GOAL OF THE EXERCISE
Copy out the items word for word, starting at the first line and going on through the line that contains "column 587, row 252". Leave the pictures out of your copy.

..............................

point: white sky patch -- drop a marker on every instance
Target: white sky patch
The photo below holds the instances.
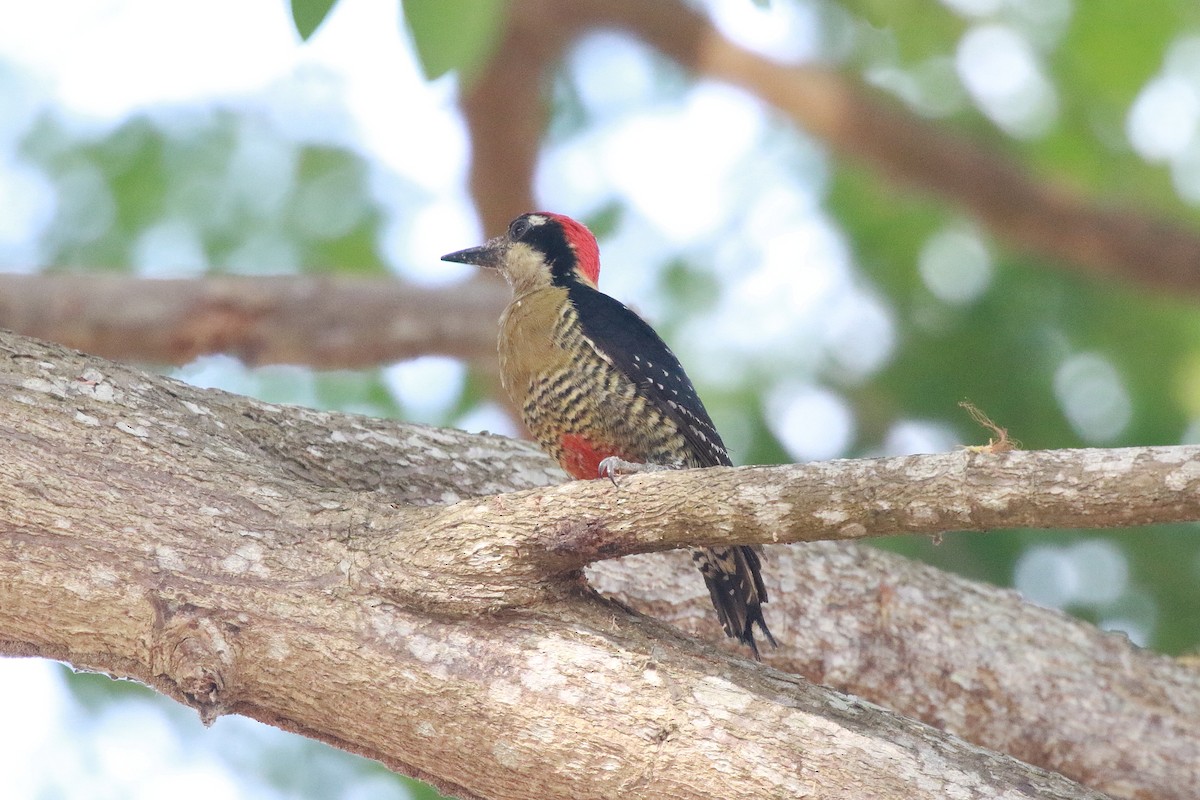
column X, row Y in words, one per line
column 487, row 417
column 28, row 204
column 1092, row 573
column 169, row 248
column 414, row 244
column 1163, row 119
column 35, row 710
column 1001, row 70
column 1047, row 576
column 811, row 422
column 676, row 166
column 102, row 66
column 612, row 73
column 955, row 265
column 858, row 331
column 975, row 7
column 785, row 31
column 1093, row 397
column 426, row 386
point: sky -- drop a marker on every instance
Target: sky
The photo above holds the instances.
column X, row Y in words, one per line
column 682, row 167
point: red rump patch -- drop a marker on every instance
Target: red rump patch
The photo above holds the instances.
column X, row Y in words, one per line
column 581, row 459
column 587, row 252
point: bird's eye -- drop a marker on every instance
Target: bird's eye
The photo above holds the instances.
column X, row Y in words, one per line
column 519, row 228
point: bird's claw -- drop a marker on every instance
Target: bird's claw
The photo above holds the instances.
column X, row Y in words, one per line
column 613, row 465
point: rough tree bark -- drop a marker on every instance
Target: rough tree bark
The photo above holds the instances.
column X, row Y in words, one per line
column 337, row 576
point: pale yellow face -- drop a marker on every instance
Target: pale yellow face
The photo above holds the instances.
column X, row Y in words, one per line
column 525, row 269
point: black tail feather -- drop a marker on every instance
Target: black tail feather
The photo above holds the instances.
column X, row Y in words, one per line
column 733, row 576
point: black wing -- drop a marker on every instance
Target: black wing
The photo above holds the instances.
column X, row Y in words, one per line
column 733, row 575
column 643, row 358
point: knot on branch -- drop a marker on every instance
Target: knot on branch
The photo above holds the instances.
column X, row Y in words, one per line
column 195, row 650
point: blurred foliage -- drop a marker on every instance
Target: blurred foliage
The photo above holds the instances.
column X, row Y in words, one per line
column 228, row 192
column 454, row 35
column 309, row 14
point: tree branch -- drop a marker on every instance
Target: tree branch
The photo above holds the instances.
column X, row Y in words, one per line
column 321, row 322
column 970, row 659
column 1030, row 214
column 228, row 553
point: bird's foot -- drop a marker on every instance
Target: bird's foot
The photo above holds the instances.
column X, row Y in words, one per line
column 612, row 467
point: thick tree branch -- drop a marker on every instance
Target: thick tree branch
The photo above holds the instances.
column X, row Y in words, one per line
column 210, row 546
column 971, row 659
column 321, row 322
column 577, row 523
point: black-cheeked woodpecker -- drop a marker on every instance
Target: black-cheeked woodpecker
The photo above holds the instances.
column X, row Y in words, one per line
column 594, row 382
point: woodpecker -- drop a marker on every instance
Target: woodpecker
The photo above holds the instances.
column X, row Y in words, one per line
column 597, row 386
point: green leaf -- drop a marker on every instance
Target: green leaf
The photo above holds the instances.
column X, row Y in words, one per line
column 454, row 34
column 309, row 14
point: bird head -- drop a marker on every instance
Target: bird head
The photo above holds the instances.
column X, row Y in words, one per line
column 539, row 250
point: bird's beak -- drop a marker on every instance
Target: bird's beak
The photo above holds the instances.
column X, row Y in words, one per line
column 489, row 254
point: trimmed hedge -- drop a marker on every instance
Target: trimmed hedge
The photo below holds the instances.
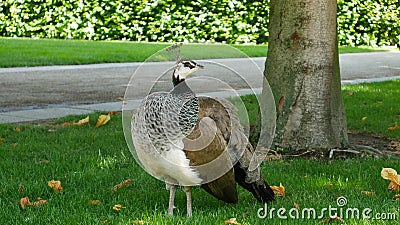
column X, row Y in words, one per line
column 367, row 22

..............................

CORRECT RESULT
point: white sky patch -- drop a marker on every instance
Target: white sky patch
The photo below holds the instances.
column X, row Y in words, one per line
column 487, row 417
column 28, row 204
column 1092, row 573
column 169, row 248
column 414, row 244
column 1163, row 119
column 35, row 710
column 1001, row 70
column 1047, row 576
column 811, row 422
column 676, row 166
column 102, row 66
column 612, row 73
column 955, row 265
column 858, row 331
column 975, row 7
column 785, row 31
column 1093, row 397
column 426, row 386
point: sky -- drop a marker on every instance
Target: sky
The photo above holds the instances.
column X, row Y in words, one per line
column 682, row 167
point: red rump patch -- drop a marker on every instance
Target: red rump patch
The photo above holds the instances.
column X, row Y in words, one per line
column 581, row 459
column 587, row 252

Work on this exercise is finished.